**What is required:** Could you transcribe the data below line for line, without changing a character, and leave out any picture?
★ ★ ★
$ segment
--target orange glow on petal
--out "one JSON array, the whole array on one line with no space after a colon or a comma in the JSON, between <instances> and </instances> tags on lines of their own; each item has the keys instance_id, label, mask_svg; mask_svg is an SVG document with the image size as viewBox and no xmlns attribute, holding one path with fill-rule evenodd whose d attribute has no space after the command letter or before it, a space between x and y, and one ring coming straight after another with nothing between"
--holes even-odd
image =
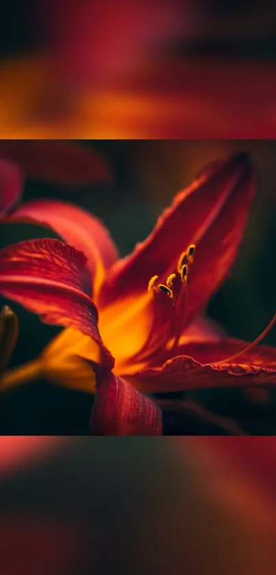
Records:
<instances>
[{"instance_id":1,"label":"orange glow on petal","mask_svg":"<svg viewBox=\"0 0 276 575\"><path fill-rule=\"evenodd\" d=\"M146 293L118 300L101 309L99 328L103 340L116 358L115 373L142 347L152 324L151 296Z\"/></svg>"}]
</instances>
★ ★ ★
**Solution to the exercise:**
$ segment
--target orange glow on petal
--out "one JSON array, the whole array on one line with no space after a colon or a comma in the JSON, between <instances> and </instances> tags on lines of their own; each item has the keys instance_id, label, mask_svg; mask_svg is an SVG document with the image size as viewBox and no xmlns attribute, holding one path with fill-rule evenodd whose d attribute has no space after the command letter or before it, a space between x and y, and one ring coming straight after another with nothing between"
--holes even-odd
image =
Records:
<instances>
[{"instance_id":1,"label":"orange glow on petal","mask_svg":"<svg viewBox=\"0 0 276 575\"><path fill-rule=\"evenodd\" d=\"M146 293L118 300L101 309L99 328L103 340L116 358L115 373L142 347L152 324L151 296Z\"/></svg>"}]
</instances>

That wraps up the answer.